INPUT DATA:
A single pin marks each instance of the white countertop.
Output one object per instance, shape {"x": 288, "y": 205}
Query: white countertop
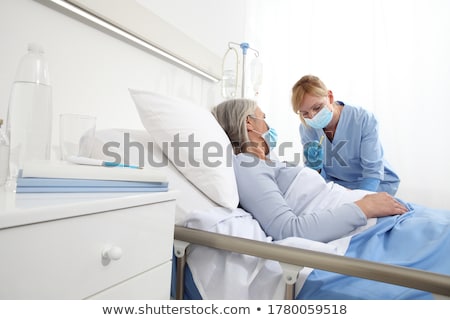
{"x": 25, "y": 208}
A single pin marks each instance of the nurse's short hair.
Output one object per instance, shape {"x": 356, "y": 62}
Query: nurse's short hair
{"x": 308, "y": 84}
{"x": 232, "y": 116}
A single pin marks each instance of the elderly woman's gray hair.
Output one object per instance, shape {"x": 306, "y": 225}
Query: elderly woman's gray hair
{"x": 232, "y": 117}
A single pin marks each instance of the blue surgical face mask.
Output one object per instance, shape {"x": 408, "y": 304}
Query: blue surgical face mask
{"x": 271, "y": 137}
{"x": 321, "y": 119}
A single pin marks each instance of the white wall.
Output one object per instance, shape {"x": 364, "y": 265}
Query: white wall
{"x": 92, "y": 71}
...
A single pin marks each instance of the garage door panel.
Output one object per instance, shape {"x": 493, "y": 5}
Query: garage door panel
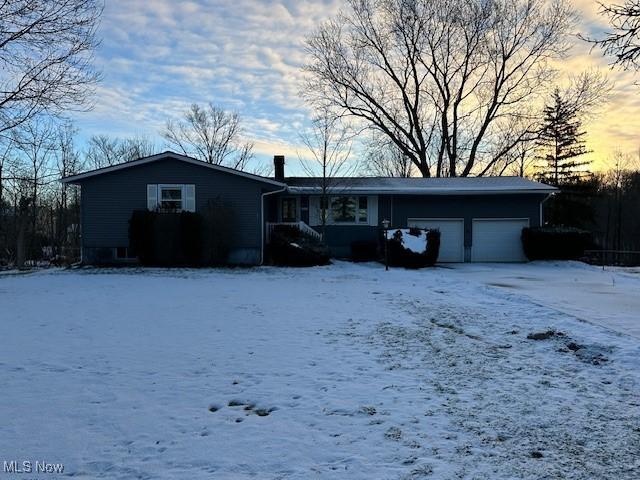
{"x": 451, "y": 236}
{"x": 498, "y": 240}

WHAT IS BEING ASKED:
Pull every line containing "single" out of the entries.

RESPONSE AREA:
A single pin marks each instance of the white countertop.
A single pin marks each instance of the nurse's short hair.
A single pin marks each instance of the elderly woman's gray hair.
A single pin marks each instance of the blue surgical face mask.
A single pin marks each instance of the white wall.
A single pin marks each instance of the garage door panel.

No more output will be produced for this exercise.